* Directions:
1) Reproduce the passage of the article on the UN cybercrime convention between "Reaching consensus on" and "and facilitate censorship.", inclusive.
2) Answer these questions from the article on the UN cybercrime convention:
(a) How long did the negotiations on the convention last?
(b) When was the consensus draft adopted?
(c) Which two countries does the article name when it says an agreement satisfying both might be little more than symbolic?

* Document:
◇ ◇ ◇ ◇ ◇ ◇ ◇
The new UN cybercrime convention left everyone unhappy. But is that necessarily the sign of a good compromise?
They say that a good compromise leaves everyone unhappy. That may very well be the case for the new UN cybercrime convention, which the General Assembly is likely to pass next month. The convention is the output of two years of rocky negotiations—a period marked by fundamental disagreements among the negotiating parties and uncertainty over whether the ad hoc committee handling the treaty would ever present a consensus draft. The purpose of the new convention is to promote and strengthen international cooperation in preventing and combating cybercrime and facilitate technical assistance and capacity building where needed. As we described earlier this year, shortly before the draft was finally adopted, some of the outstanding issues included “the convention’s scope of criminalization, obligations for international cooperation, and the types of safeguards against political abuse and human rights protections that should be included.”
Despite those core disagreements, the ad hoc committee was able to adopt a draft by consensus at the last minute—while the concluding session was held in late January of this year, the consensus draft was only adopted in early August.
The treaty’s wordy title—“United Nations Convention against Cybercrime; Strengthening International Cooperation for Combating Certain Crimes Committed by Means of Information and Communications Technology Systems and for the Sharing of Evidence in Electronic Form of Serious Crimes”—hints at diplomatic maneuvers that were required to reach the final text.
Reaching consensus on combating cybercrime is a boon to multilateralism at a time of tense geopolitics and overall growing dissatisfaction and skepticism about the role that multilateral organizations can play. One could expect that any agreement that satisfies Russia and the U.S. at the same time would be little more than symbolic. However, the cybercrime convention has raised concerns for the private sector, civil society, academia, and experts. The unlikely coalition is concerned that the treaty could be easily misused to target dissidents and security researchers, undermine fundamental freedoms, and facilitate censorship.
◇ ◇ ◇ ◇ ◇ ◇ ◇
* Given information:
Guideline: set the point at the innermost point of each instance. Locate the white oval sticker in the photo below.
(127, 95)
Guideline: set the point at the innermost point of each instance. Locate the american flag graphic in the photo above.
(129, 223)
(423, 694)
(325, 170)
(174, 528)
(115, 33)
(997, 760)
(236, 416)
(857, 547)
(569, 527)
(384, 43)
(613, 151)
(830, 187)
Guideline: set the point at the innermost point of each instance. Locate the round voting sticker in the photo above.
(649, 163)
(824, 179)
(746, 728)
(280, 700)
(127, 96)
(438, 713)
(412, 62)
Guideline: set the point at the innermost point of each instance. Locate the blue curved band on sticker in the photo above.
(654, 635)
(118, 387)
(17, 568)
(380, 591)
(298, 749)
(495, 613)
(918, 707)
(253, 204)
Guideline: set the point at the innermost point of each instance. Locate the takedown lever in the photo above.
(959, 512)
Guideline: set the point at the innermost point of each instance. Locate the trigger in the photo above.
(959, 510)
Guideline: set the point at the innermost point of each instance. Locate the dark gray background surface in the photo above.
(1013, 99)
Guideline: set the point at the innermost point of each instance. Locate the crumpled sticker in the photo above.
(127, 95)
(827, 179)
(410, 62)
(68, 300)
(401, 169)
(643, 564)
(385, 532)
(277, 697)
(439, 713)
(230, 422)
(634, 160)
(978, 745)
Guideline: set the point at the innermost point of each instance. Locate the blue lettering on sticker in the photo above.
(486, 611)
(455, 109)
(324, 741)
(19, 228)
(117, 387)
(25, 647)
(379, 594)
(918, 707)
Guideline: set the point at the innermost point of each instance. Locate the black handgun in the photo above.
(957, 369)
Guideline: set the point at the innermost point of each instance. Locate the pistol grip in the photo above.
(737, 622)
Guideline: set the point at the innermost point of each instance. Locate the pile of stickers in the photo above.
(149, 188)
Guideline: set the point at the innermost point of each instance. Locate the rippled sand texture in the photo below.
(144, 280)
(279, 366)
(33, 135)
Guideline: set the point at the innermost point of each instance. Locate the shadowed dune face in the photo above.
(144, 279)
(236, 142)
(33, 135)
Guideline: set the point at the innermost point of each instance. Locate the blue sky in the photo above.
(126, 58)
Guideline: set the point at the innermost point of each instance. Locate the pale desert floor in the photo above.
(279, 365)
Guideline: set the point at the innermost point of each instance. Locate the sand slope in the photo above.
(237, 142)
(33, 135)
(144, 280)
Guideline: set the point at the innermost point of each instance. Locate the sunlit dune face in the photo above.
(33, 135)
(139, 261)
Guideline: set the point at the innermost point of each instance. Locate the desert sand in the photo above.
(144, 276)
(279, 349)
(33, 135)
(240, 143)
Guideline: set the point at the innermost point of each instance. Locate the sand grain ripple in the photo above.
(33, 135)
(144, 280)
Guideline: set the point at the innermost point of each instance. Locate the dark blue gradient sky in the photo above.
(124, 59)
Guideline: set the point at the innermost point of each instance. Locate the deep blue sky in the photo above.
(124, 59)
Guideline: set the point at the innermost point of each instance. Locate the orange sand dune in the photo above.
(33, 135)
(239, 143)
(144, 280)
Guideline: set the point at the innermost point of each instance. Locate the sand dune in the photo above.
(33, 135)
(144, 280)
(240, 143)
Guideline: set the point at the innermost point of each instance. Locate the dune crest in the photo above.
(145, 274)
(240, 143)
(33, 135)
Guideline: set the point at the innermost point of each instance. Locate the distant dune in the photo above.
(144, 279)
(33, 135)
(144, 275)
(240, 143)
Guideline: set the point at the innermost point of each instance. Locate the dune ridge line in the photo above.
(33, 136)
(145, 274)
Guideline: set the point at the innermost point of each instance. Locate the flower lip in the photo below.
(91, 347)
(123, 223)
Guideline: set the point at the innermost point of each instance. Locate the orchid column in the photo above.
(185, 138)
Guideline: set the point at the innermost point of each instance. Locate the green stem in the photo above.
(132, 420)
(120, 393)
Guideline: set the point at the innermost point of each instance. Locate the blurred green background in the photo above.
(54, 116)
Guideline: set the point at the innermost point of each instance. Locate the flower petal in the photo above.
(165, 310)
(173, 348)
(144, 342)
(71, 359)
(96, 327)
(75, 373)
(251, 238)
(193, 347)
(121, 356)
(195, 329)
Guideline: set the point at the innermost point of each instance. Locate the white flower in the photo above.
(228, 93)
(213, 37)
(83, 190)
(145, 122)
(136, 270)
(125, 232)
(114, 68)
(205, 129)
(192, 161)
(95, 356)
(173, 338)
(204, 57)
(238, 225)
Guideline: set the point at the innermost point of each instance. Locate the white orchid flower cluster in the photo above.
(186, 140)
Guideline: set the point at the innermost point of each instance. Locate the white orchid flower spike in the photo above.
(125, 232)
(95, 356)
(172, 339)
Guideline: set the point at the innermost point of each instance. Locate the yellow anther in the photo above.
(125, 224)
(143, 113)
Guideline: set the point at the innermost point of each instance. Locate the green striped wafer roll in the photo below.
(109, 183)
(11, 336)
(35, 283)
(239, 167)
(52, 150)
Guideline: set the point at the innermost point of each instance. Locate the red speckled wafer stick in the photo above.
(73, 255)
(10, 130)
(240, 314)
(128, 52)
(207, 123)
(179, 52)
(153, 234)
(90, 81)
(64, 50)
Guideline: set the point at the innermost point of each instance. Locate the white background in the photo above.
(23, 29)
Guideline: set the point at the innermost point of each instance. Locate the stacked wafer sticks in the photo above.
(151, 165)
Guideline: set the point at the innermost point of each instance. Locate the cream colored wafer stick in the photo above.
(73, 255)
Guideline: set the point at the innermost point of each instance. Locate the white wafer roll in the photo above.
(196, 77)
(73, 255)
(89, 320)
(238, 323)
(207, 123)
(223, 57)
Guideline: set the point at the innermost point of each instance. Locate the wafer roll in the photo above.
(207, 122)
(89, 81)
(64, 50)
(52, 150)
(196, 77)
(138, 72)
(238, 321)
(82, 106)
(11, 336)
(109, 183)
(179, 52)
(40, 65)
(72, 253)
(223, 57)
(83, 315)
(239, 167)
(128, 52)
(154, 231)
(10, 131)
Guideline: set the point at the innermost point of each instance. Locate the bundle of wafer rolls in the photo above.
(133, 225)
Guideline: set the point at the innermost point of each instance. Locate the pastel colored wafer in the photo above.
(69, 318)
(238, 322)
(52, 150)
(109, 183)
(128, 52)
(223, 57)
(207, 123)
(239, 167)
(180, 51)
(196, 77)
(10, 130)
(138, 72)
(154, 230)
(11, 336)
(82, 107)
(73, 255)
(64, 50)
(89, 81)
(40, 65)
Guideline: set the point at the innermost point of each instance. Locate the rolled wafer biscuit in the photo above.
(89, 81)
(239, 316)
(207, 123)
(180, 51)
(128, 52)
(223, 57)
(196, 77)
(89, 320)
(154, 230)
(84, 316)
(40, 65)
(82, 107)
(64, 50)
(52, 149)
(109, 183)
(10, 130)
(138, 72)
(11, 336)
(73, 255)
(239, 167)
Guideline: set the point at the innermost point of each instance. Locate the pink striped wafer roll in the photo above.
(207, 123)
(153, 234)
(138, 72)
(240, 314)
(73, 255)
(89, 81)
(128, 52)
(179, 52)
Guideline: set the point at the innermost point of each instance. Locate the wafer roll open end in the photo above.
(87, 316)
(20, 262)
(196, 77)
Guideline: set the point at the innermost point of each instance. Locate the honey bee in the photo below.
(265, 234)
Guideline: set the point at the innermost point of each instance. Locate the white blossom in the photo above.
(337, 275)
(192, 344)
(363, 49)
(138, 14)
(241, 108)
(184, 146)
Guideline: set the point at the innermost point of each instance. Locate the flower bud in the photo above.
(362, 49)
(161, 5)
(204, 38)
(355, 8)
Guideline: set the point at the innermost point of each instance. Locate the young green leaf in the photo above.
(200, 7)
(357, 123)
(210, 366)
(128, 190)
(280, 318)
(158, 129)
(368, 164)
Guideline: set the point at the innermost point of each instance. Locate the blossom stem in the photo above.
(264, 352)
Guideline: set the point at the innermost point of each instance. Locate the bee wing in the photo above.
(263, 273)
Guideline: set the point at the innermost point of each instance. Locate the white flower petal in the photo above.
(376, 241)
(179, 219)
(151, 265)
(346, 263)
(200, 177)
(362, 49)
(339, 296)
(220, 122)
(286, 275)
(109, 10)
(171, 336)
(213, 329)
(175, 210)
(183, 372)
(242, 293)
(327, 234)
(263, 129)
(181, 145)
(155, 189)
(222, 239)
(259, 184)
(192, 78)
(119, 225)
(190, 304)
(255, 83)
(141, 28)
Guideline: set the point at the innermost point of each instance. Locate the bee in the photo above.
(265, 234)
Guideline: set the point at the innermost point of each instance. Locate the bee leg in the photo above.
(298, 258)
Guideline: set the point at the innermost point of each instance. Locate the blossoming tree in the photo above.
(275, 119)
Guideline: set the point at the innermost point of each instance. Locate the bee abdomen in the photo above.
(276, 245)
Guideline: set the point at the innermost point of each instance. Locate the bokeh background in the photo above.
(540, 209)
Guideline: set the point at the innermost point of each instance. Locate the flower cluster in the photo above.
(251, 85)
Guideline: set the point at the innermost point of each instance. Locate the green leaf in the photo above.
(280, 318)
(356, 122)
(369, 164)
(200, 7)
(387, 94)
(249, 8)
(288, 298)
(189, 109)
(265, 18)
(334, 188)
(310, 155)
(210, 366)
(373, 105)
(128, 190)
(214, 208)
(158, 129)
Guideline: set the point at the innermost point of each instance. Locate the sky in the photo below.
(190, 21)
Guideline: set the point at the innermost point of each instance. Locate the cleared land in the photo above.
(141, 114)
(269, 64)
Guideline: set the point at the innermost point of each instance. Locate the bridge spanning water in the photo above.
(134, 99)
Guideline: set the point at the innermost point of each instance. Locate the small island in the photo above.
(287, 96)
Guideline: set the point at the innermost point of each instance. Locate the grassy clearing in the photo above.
◇ ◇ ◇ ◇ ◇ ◇ ◇
* Answers to each task:
1)
Reaching consensus on combating cybercrime is a boon to multilateralism at a time of tense geopolitics and overall growing dissatisfaction and skepticism about the role that multilateral organizations can play. One could expect that any agreement that satisfies Russia and the U.S. at the same time would be little more than symbolic. However, the cybercrime convention has raised concerns for the private sector, civil society, academia, and experts. The unlikely coalition is concerned that the treaty could be easily misused to target dissidents and security researchers, undermine fundamental freedoms, and facilitate censorship.

2)
(a) Two years.
(b) In early August.
(c) Russia and the U.S.